[Task 1]
In the passage below about what makes a great story, what breed is the dog the family brought home at the beginning of the year?
[Task 2]
List every physical effect of Melanie's dog allergy that the passage below about what makes a great story mentions.

(Beginning of Source passage)

What Makes a Great Story?

What’s the secret to a great story? Teachers and mentors at writing conferences I’ve attended have told me it’s having a lead character who desires something with every fiber of their being, but cannot have it. This story line works great in fiction but this past week I witnessed it in real life.

My wife is passionate about animals–dogs in particular. Honestly, I think we have more books in our house about dogs than our girls have about Dora. To say Melanie loves dogs is like saying the North Pole is cold–it’s a comical understatement. You can see the excitement in her eyes and hear the passion in her words when she talks about helping a dog and its owner make a connection and live happily together.

And of course there is nothing she would like better than to have a dog of her own. But just like any lead character in a good novel, she has a problem with the thing she loves. Her body is not as in love with dogs as she is. Melanie is highly allergic to dogs. Not just sneezing and runny nose allergic. I mean stir up her asthma to the point her airways become constricted and she can’t breath allergic. She can get away with it for a couple of hours while training someone else’s dog, but trying to live with a dog is a different story. Seriously, for her this is a curse.

At the beginning of the year we brought into our home a dog we hoped might be the answer. Sasha is an American Hairless Terrier and, you guessed it, hairless. Lively and  full of fun and love, she and Melanie hit it off big. In no time flat Melanie had this dog very well-trained.

(End of Source passage)
(Beginning of Given records)

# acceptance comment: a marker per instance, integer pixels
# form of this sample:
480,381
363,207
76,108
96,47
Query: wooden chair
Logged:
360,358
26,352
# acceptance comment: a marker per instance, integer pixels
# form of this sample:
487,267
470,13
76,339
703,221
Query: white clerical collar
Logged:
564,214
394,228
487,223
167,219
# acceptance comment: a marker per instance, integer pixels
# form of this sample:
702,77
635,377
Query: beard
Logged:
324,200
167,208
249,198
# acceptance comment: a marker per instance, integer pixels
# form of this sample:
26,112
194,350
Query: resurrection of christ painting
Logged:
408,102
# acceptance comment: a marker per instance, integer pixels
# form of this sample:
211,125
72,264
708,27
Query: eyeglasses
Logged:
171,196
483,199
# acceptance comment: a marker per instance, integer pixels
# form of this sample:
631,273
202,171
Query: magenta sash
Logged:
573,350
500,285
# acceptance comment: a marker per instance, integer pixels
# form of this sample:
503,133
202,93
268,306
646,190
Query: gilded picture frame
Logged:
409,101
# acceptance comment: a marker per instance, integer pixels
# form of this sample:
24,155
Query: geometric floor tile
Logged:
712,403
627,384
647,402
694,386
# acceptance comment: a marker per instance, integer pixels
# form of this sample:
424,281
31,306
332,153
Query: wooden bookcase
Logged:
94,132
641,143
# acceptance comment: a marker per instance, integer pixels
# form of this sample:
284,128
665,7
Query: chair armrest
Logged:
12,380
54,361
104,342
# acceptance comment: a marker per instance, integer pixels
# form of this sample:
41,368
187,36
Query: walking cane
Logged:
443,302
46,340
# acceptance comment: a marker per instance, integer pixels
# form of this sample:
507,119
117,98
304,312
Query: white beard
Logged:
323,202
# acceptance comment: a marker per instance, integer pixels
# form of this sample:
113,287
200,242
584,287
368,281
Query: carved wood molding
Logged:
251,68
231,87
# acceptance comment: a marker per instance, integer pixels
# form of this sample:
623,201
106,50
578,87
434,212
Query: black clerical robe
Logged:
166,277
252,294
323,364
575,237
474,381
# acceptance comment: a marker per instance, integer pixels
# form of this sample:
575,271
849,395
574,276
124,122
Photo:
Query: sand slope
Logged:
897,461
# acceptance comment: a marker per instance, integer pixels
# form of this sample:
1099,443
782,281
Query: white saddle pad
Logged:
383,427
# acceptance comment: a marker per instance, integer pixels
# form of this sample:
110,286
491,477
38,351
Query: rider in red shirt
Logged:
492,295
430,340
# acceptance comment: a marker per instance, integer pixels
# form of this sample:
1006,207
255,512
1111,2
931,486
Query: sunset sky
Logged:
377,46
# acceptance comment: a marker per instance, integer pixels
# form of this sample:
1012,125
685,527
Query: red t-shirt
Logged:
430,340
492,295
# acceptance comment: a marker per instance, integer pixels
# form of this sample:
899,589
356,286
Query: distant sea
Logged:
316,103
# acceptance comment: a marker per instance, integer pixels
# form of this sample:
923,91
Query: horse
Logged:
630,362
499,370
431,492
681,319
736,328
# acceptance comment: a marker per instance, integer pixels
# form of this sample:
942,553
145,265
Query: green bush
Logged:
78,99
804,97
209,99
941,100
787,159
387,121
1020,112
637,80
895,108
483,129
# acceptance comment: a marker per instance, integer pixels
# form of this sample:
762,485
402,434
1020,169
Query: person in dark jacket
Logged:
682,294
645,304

(End of Given records)

[Answer area 1]
An American Hairless Terrier.

[Answer area 2]
Sneezing, runny nose, stirred-up asthma, constricted airways, and being unable to breathe.